#### Task description
The job is to output each record again, character for character.

◇ ◇ ◇ ◇

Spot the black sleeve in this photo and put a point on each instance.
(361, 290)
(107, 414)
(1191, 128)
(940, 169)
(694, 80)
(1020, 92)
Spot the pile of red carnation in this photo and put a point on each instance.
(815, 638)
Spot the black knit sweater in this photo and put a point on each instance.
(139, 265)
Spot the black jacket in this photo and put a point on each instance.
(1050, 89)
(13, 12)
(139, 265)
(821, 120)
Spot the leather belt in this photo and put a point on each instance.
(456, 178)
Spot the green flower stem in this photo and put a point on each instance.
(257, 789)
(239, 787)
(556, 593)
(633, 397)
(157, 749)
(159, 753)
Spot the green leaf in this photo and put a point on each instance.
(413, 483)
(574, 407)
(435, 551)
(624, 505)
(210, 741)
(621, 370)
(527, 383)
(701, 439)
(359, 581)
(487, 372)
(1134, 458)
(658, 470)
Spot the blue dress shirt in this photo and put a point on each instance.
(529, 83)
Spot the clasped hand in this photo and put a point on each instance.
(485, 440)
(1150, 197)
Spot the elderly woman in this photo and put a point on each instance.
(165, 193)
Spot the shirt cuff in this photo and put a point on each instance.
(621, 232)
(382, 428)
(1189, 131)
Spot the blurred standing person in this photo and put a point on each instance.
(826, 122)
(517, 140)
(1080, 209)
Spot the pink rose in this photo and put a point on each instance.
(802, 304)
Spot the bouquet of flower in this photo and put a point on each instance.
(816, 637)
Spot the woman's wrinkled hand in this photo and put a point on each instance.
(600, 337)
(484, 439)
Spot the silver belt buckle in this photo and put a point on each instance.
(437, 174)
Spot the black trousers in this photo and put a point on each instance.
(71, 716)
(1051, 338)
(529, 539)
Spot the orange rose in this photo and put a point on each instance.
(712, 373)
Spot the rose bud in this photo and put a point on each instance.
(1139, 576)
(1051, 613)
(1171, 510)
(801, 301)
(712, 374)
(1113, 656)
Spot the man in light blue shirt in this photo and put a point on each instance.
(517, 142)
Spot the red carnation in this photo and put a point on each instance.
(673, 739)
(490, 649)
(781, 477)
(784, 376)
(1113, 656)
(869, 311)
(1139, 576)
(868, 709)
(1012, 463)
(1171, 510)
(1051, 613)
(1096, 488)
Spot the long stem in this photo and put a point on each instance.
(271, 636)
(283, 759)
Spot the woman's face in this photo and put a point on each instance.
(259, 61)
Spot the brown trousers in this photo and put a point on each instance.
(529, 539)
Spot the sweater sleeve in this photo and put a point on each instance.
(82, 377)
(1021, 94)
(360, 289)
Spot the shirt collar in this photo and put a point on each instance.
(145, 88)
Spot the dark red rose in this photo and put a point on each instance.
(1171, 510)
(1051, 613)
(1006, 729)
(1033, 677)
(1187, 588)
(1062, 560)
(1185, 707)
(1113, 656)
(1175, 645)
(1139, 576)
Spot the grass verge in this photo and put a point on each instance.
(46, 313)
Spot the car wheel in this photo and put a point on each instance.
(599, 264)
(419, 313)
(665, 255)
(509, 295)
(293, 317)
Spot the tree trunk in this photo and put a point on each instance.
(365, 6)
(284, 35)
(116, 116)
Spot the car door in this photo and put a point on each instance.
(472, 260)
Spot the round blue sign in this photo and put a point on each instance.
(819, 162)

◇ ◇ ◇ ◇

#### Task result
Spot the black sleeve in this photo and put a point on each instance.
(361, 290)
(107, 414)
(1191, 128)
(940, 169)
(694, 80)
(1020, 92)
Spot the pile of red carnation in this photo and put a point on each instance.
(815, 638)
Spot the black knit sweater in this photo and put a point on each instance.
(139, 265)
Spot the black jacket in this photo and put a point on each instance.
(1050, 89)
(13, 12)
(139, 265)
(821, 120)
Spot the leather belt in this photo and put a point on each instance.
(456, 178)
Spot the green flower stem in this photo and put a point on each instance.
(257, 789)
(239, 787)
(556, 593)
(633, 397)
(157, 749)
(159, 753)
Spot the green leaf in this photo and put a point on each instance.
(413, 483)
(574, 407)
(435, 551)
(624, 505)
(210, 741)
(621, 370)
(527, 383)
(701, 439)
(359, 581)
(487, 372)
(1134, 458)
(658, 470)
Spot the blue dress shirt in this photo and put a point on each instance.
(529, 83)
Spot the clasped hand in this photo and put a point on each instance.
(485, 440)
(1150, 197)
Spot the elderly woman in this photo and put a point on each instance.
(165, 193)
Spot the shirt cuff in this photo and put a point on each instance.
(621, 232)
(382, 428)
(1189, 131)
Spot the blurred standing person in this photo and put a point on each instance.
(826, 122)
(517, 140)
(1080, 209)
Spot the pink rose in this photo and put a point on each instance.
(802, 304)
Spot the bouquet of flower in this photo and put a point on each instance.
(816, 637)
Spot the woman's wrinkled hand in this photo and put a point on each instance.
(600, 337)
(484, 439)
Spot the silver belt buckle in this photo and put a point on each instance.
(437, 174)
Spot the black trousers in this photo and put a point on each instance.
(71, 716)
(1051, 338)
(529, 539)
Spot the orange rose in this photo and put a point on each instance.
(712, 373)
Spot the rose bud in this photo and put a point on each instance.
(1139, 576)
(1051, 613)
(1171, 510)
(801, 301)
(712, 374)
(1113, 656)
Spot the man in light blue shirt in this photo and put a point on each instance.
(517, 142)
Spot the red carnation in this photo and put a point on each instance.
(673, 739)
(490, 649)
(781, 477)
(784, 376)
(1113, 656)
(869, 311)
(1139, 576)
(868, 709)
(1012, 463)
(1171, 510)
(1051, 613)
(1096, 488)
Spot the long stem in this photo and put a point on each instance.
(271, 636)
(283, 759)
Spot the woman's face in this photo and put a point on each instance.
(259, 61)
Spot the brown trousers in this photo and put a point on each instance.
(529, 539)
Spot the sweater sleeve in this photo and put a point on each instance.
(82, 377)
(1021, 94)
(360, 289)
Spot the shirt collar in this photo and put a point on each instance.
(145, 88)
Spot the dark red rose in this photo and put a point on each instance.
(1171, 510)
(1051, 613)
(1006, 729)
(1033, 677)
(1187, 588)
(1062, 560)
(1185, 707)
(1113, 656)
(1175, 645)
(1139, 576)
Spot the grass verge in this photo and put a point on each instance.
(46, 313)
Spot the car wheel in this photo and put a point on each instance.
(599, 264)
(419, 313)
(665, 255)
(509, 295)
(293, 317)
Spot the tree trunk in this photo and put a point on each instance.
(365, 6)
(284, 35)
(116, 116)
Spot the car door in this photo and put a point on each instance.
(472, 260)
Spot the round blue sign in this photo and put a point on each instance.
(819, 162)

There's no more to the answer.